I want to use timer0 interrupt but it isn't work well!
where is the problem?
| Code: |
#include <16f877a.h> // Define PIC Microcontroller Header
#fuses HS // Set Oscillator On "High Speed" Mode
#use delay(clock=20000000) // Set 20MHz Oscillator For Microcontroller
#include <LCD.c> // Define LCD Header
#define use_portd_lcd TRUE // Set PORTD For LCD Input Pin
#int_timer0
void Timer0_isr()
{
int i=0;
lcd_init();
while(i<11){
printf(lcd_putc,"\fCOUNT=%u",i);
delay_ms(100);
i++;}
return;
}
//---------------- PIN CONFIG ----------------
#byte PORTA=0x05 // Call PORTA Register From BANK0
#byte PORTB=0x06 // Call PORTB Register From BANK0
#byte PORTC=0x07 // Call PORTC Register From BANK0
#byte PORTD=0x08 // Call PORTD Register From BANK0
#byte PORTE=0x09 // Call PORTE Register From BANK0
#byte TRISA=0x85 // Call TRISA Register From BANK0
#byte TRISB=0x86 // Call TRISB Register From BANK0
#byte TRISC=0x87 // Call TRISC Register From BANK0
#byte TRISD=0x88 // Call TRISD Register From BANK0
#byte TRISE=0x89 // Call TRISE Register From BANK0
//----------------------------------------------------
#bit TMR0IF=0x0B.2
void main()

## OBJECTIVE
Turn the part of the forum post that begins "//---------------- PIN CONFIG" into a short list that pairs each register with its address.

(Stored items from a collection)

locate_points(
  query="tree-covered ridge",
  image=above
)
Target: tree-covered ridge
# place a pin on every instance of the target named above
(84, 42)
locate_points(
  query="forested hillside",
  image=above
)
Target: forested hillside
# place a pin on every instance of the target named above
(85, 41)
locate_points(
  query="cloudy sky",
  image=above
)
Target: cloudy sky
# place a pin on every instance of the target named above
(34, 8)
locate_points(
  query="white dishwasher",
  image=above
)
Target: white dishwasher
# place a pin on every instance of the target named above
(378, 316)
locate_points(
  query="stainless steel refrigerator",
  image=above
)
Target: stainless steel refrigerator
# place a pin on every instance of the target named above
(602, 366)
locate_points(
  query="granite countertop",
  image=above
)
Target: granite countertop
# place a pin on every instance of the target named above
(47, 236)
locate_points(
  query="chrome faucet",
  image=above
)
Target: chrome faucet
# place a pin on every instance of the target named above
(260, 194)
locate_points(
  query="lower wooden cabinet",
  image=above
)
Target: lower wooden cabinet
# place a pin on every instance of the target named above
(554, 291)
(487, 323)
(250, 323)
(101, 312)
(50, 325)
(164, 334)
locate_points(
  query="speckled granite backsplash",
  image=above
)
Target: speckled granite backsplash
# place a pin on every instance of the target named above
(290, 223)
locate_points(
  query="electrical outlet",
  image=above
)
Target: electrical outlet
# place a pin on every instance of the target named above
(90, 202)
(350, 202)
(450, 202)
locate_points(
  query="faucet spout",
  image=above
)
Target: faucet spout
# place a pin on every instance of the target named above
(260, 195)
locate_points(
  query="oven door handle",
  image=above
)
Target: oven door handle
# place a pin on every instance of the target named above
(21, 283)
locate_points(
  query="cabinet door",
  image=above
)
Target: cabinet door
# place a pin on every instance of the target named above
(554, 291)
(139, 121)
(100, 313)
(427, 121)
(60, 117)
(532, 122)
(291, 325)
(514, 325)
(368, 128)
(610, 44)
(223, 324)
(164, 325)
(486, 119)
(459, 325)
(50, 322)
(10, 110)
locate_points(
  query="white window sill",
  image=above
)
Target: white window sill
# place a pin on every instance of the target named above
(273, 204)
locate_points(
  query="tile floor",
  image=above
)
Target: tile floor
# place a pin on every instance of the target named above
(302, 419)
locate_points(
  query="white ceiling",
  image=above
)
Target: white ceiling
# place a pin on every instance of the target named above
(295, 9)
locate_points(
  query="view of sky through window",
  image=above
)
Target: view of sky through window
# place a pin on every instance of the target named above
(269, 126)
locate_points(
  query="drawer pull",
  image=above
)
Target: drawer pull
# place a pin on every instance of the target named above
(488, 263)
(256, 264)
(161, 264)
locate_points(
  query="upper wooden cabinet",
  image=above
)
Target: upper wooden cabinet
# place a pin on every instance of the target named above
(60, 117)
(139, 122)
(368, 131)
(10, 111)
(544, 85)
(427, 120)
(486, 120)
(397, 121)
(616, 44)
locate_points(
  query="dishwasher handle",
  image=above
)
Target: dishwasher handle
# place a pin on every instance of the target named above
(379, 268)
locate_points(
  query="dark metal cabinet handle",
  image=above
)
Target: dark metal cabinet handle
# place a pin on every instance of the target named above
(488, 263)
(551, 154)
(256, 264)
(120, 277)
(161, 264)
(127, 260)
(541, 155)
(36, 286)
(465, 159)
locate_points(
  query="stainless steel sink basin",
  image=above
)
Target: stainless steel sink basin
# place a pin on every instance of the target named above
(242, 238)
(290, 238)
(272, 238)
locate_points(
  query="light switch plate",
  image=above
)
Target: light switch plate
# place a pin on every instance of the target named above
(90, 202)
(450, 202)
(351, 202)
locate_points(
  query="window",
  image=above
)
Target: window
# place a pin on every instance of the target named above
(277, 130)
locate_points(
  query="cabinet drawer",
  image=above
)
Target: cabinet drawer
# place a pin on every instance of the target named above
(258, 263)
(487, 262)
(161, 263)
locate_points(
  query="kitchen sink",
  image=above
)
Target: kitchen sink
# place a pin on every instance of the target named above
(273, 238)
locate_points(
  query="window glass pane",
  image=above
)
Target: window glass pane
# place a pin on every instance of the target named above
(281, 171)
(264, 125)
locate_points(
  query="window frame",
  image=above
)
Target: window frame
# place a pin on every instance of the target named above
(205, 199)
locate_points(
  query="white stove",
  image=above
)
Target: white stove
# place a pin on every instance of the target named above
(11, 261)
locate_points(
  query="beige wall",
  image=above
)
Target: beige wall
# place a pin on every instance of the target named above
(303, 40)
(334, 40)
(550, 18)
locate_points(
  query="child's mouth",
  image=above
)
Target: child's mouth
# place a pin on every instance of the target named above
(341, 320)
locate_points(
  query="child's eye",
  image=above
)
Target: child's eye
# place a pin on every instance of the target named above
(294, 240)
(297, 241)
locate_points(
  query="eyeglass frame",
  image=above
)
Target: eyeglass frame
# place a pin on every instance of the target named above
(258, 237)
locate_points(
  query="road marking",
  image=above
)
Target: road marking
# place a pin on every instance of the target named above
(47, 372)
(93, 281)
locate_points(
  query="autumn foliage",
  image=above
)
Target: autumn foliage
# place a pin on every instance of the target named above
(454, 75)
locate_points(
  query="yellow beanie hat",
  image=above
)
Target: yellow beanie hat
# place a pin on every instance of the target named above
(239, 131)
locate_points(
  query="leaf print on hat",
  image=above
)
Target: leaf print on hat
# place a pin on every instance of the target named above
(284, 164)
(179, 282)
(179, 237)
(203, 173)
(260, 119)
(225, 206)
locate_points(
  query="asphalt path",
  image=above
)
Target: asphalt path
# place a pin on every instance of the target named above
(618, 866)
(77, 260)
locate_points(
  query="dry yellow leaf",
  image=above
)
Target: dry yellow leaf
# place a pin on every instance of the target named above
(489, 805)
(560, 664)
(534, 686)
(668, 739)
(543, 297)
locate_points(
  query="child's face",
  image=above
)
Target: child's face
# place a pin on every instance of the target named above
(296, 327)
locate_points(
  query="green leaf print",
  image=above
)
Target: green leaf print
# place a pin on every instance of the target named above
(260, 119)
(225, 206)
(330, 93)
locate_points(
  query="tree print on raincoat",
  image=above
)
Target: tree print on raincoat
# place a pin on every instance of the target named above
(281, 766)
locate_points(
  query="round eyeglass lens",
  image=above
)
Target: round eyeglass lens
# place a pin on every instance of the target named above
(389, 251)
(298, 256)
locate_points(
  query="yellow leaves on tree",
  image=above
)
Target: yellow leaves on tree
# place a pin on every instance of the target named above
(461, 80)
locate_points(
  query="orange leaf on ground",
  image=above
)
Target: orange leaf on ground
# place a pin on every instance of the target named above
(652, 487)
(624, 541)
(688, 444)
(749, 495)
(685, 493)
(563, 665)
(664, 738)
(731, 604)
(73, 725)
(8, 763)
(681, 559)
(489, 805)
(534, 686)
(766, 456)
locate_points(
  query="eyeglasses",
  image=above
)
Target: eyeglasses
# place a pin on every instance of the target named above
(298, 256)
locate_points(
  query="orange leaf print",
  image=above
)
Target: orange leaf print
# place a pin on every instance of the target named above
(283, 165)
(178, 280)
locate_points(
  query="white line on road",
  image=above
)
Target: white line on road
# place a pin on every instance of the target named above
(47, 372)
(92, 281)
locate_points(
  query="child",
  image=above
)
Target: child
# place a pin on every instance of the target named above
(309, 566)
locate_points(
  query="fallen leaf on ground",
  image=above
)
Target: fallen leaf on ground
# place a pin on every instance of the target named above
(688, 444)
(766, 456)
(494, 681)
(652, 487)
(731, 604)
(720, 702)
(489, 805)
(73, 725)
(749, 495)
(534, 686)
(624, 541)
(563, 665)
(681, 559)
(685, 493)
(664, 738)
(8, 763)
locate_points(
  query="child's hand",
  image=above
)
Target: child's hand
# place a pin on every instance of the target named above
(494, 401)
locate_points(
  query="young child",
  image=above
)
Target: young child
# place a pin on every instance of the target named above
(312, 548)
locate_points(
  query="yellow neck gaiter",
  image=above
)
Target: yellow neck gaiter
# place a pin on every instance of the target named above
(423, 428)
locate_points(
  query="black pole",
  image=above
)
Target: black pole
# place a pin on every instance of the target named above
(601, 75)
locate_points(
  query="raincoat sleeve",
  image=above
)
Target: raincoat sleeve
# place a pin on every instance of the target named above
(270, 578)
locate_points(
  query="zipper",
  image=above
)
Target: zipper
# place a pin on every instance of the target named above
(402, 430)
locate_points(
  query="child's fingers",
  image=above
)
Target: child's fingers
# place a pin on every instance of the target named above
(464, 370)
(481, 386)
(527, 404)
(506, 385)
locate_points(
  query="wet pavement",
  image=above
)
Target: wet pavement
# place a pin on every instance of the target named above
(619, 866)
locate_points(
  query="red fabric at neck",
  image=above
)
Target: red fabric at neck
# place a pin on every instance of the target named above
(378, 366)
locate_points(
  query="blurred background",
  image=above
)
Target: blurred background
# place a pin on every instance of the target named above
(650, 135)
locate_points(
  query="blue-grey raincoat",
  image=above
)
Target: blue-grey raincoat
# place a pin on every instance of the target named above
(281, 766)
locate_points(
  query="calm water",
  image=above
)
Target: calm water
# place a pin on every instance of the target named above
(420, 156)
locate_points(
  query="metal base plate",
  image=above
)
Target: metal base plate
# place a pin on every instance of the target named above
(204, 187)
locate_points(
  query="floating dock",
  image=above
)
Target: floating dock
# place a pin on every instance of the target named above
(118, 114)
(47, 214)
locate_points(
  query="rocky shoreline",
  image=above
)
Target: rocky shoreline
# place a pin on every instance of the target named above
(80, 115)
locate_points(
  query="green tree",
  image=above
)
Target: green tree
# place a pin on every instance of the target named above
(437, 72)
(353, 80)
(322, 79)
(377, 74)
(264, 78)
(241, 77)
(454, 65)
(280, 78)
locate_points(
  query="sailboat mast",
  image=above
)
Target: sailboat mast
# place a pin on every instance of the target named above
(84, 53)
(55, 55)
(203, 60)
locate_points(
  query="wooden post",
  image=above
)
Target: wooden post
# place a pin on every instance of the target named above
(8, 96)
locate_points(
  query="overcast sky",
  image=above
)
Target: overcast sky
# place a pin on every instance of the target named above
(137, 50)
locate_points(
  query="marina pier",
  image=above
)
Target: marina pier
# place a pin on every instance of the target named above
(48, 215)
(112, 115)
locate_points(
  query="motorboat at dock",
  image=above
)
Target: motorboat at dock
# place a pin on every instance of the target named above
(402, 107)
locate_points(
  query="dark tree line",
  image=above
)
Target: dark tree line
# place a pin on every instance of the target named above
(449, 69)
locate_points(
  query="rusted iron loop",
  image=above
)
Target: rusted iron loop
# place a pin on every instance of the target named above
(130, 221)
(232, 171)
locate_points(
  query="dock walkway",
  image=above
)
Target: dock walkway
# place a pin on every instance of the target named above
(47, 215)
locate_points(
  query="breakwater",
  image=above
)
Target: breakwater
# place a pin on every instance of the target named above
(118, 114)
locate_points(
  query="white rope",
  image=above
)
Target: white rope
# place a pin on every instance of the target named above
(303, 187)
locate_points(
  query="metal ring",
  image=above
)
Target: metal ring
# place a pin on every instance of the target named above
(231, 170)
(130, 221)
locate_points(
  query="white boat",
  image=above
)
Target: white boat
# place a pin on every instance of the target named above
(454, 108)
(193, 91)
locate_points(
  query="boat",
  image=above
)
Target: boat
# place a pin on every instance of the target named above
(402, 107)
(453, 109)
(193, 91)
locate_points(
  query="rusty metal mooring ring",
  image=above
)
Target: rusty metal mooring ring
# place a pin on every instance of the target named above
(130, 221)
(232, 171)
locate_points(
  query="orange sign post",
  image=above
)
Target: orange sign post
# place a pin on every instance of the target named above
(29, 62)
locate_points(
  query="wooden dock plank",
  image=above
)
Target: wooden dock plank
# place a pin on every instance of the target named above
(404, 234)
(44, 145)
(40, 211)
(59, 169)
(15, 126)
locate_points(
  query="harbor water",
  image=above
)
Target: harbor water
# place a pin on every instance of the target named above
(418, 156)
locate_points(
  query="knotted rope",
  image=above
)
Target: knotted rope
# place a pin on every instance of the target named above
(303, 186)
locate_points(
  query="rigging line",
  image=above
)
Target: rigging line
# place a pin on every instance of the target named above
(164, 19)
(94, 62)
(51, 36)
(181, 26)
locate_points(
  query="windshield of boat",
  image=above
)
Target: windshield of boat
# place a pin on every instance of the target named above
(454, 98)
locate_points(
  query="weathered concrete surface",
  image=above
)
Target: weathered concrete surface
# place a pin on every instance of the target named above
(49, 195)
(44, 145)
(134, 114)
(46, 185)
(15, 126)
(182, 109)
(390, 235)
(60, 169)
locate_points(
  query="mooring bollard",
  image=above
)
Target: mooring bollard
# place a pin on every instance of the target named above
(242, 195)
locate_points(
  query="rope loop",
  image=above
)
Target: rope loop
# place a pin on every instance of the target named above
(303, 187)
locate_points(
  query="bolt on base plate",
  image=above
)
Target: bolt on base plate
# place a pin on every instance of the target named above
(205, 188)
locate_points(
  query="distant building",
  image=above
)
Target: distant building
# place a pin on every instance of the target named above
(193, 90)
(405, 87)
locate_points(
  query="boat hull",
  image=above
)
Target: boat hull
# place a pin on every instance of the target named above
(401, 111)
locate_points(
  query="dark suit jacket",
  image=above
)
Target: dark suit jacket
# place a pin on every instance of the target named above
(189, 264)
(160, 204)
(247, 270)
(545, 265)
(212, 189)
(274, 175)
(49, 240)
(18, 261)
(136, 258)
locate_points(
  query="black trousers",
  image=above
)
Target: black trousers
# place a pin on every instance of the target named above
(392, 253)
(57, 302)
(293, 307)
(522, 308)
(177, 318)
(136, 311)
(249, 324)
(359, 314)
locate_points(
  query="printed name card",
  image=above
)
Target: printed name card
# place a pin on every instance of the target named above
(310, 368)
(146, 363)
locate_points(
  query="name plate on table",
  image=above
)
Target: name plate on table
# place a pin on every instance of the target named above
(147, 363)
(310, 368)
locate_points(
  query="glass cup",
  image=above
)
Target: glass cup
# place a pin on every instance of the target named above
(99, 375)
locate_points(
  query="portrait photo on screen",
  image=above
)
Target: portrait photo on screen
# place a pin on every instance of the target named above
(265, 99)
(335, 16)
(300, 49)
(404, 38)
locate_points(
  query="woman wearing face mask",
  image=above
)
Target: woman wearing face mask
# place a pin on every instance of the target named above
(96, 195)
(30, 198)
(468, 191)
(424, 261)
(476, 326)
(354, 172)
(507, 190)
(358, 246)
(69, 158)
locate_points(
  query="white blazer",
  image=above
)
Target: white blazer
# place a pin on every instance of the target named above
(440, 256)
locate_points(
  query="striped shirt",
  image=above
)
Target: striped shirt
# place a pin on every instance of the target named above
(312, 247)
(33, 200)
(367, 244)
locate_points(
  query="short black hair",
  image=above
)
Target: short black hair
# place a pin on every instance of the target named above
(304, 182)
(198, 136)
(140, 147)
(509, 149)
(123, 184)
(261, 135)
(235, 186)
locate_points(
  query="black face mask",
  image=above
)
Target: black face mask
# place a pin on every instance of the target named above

## EXERCISE ANSWER
- PORTA: 0x05
- PORTB: 0x06
- PORTC: 0x07
- PORTD: 0x08
- PORTE: 0x09
- TRISA: 0x85
- TRISB: 0x86
- TRISC: 0x87
- TRISD: 0x88
- TRISE: 0x89